Under no circumstances alter the records; copy each one exactly.

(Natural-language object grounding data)
%%

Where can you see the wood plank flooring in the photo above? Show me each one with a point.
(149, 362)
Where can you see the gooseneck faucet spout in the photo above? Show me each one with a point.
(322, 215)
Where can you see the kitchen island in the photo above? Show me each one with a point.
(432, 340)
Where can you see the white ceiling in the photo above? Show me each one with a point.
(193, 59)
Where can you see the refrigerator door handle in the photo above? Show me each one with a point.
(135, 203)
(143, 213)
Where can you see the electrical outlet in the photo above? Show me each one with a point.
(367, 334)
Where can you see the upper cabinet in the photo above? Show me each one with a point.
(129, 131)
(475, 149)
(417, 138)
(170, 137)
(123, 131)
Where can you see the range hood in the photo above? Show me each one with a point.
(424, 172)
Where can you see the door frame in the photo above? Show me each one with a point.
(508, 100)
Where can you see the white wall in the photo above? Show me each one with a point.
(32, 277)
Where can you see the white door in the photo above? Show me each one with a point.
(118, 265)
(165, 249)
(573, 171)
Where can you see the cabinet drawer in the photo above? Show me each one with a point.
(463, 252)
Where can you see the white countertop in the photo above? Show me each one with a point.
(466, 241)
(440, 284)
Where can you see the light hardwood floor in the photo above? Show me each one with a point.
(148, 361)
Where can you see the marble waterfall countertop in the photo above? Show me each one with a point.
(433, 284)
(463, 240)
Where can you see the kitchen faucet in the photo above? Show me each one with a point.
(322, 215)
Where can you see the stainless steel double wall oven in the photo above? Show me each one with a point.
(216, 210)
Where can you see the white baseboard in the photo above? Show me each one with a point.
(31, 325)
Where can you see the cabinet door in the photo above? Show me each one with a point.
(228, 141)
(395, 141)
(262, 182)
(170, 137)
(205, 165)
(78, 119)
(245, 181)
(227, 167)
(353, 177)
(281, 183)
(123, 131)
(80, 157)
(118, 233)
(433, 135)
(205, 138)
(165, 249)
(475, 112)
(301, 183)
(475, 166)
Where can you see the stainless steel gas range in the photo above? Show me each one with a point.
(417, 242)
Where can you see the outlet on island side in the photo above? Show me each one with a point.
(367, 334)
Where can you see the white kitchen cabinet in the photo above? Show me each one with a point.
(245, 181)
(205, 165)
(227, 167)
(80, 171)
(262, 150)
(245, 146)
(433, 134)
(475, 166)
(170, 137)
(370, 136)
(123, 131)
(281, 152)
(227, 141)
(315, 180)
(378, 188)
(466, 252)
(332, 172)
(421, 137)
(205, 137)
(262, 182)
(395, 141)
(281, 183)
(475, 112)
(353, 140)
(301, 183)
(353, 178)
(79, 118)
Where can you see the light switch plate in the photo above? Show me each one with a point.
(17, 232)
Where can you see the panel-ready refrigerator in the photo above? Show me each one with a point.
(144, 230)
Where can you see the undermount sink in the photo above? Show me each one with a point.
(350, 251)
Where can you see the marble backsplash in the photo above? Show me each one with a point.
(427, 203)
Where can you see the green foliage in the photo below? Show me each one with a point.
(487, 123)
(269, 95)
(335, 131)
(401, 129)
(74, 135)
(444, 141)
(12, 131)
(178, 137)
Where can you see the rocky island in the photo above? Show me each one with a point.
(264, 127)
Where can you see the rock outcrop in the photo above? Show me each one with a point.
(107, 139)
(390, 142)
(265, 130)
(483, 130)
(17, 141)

%%

» **EXERCISE RESULT**
Where can you see the wood plank flooring in the photo above? Show me each one with a point.
(149, 362)
Where can you see the gooseneck faucet spout in the photo above? Show me each one with a point.
(322, 215)
Where can you see the kitchen island in the photo above? Show me each one with a point.
(432, 340)
Where can you see the white ceiling in the photo above? Show me each one with a point.
(193, 59)
Where can you see the refrigerator door handle in the photo above? Show me each one with a point.
(135, 203)
(143, 213)
Where can you see the electrical outlet in the photo above? Show me each one with a point.
(367, 334)
Where can you see the upper cabinet in the photo above? Show me each one with a point.
(129, 131)
(475, 149)
(417, 138)
(170, 137)
(123, 131)
Where can you see the range hood in the photo above? Show me each one with a point.
(424, 172)
Where can you see the door frame in the photo above? Show me each one with a point.
(508, 100)
Where can you see the white wall in the photo above? Show me each one with a point.
(32, 277)
Where can you see the white door in the photo above? Show me each one with a point.
(118, 265)
(165, 249)
(573, 171)
Where can you see the cabinet drawer in the photo above? Show me each one with a point.
(463, 252)
Where can you see the white countertop in the photo above? Show me each one with a point.
(466, 241)
(440, 284)
Where can you see the light hardwood floor in the photo above? Show me each one with a point.
(148, 361)
Where can you see the marble waterfall countertop in the photo above? Show me each one with a point.
(433, 284)
(463, 240)
Where can you see the kitchen faucet in the photo above? Show me each one with a point.
(322, 215)
Where can you see the stainless steel double wall oven in the photo above? Show me each one with a point.
(216, 210)
Where can you see the white baseboard in the photo above? Show me each one with a point.
(31, 325)
Where can you see the cabinet door in the photo above? Show me each one with a point.
(228, 141)
(395, 141)
(262, 182)
(170, 137)
(205, 165)
(78, 119)
(245, 181)
(227, 167)
(353, 177)
(281, 183)
(123, 131)
(80, 157)
(118, 233)
(433, 135)
(205, 138)
(165, 249)
(475, 112)
(301, 183)
(475, 166)
Where can you see the stainless steel gas range in the photo above? Show me each one with a point.
(417, 242)
Where can you see the outlet on island side in the photo above? Show me each one with a point.
(367, 334)
Where can you see the white kitchen cabinet in the photo above? Show me each one with a point.
(245, 181)
(205, 165)
(227, 167)
(80, 171)
(262, 150)
(245, 146)
(433, 134)
(475, 166)
(170, 137)
(370, 136)
(123, 131)
(281, 152)
(227, 141)
(315, 180)
(378, 188)
(466, 252)
(332, 172)
(421, 137)
(205, 137)
(262, 182)
(395, 141)
(281, 183)
(475, 112)
(353, 140)
(301, 183)
(353, 178)
(79, 118)
Where can you see the light switch plate in the photo above? Show me each one with a point.
(17, 232)
Where can you see the panel-ready refrigerator in the photo above? Show me each one with a point.
(144, 230)
Where can you see the undermount sink in the photo above? Show me each one with a point.
(350, 251)
Where can you see the marble backsplash in the photo above? Show me each one with a point.
(427, 203)
Where can you see the green foliage in the photo below? Show me each one with a point.
(487, 123)
(269, 95)
(335, 131)
(401, 129)
(74, 135)
(444, 141)
(12, 131)
(178, 137)
Where can you see the rocky island in the photo above? Show me each one with a point.
(264, 127)
Where can you see the rock outcrop in the photo above? Show me each one with a point.
(107, 139)
(390, 142)
(265, 130)
(483, 130)
(17, 141)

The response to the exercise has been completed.